Next, we got into the accumulation of world knowledge, which apparently was stored, in its entirety, at the Library of Alexandria. After that, the Renaissance further increased human knowledge, along with the Enlightenment. And from there we were off to industrialization, computerization, and the future.

Apparently no one outside of Europe and North Africa had any influence whatsoever on human history as a whole. Well, that’s not really fair. There were two black guys (or maybe one was Arab) who sorta helped out at Alexandria. But then we actually got to the future. And everyone looked like Lady Gaga?

Somehow, we colored people aren’t in Disney’s version of the future, but white people are. In fact, when it comes to the World of Tomorrow, white people are like cockroaches after a nuclear winter. And that’s a good thing for white people, because, not only do they survive, but they get to inherit the earth, too. Though, I hope white people like white, because in the World of Tomorrow, the upholstery is white, the walls and ceilings are white and you can wear any color of outfit you want as long as it’s white. Disney’s interpretation of culture in the future is necessarily vague (having to be conveyed by mannequins and repetitive animatronics). However, those that do make it to the future seem to enjoy the pastimes of today’s privileged, like sports (value of leisure), not having to drive for themselves (value of autonomy via automation), and instant food extruded from machines (value of time and instant gratification). Bottom line: white folks might like some aspects of Tomorrow, but they should spend today stocking up on all that good “exotic” food, because I’ve been to Disney’s version of the future, and it ain’t servin’ chitlins, sushi, fry bread, or tacos.

So is this a giant diatribe against Disney? No. Disney actually did a very good job of illustrating a dominant culture (in this country) view of the future. And for that I’m grateful. Plus, Test Track was pretty fun. Epcot’s “World of Tomorrow” is a pitch perfect example of what educator Tim Wise refers to as “universal perspectivism,” as in “the way I see it is the way everyone sees it.” Thus, it’s perhaps unintentional, but only natural that, in a theme park devised by white people, only white people would appear in Disney’s version of “The Future.” Unfortunately, this little oversight implies that somewhere on the path to Tomorrow, minorities step off in a big and permanent way.

The very fact that a strong dichotomy exists between the diverse World of Today and the monochromatic World of Tomorrow within Epcot betrays the presence and execution of universal perspectivism. If that viewpoint were true, there’d be no need for The World of Today as part of Epcot. The fact that not everyone sees things the same way, or even wants the same thing, forms the foundation, literally, for half the attractions of Epcot. That, sadly, is something the other half of the park seems to ignore quite successfully.

Consider this: Although China and Morocco were represented in “The World” of today, they had no place in Spaceship Earth’s representation of human development. Where would whites be without their appropriation (perhaps misappropriation) of the Chinese Hu Yao, a.k.a. “gunpowder?” Certainly the vast European empires which began in the 1500s and covered the globe in Spanish, German, French, Italian, and British flags five centuries later were founded in large part on this technological advancement. What about Arabic lettering? I mean, who wants to do long division in Roman numerals? It isn’t just that minorities don’t exist in the future, but apparently they didn’t exist or contribute in the past either. That’s universal perspectivism at work.

════════════════

> **TO BE DONE**: Translate this sentence from the Epcot essay into Spanish: "If that viewpoint were true, there’d be no need for The World of Today as part of Epcot." The data after this point comes from an unrelated source.

> **DATA PROVIDED**:

════════════════

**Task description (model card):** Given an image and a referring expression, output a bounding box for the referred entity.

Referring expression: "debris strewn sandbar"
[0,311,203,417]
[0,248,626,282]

════════════════

> **CORRECT RESULT**: Si ese punto de vista fuera cierto, no habría necesidad de The World of Today como parte de Epcot.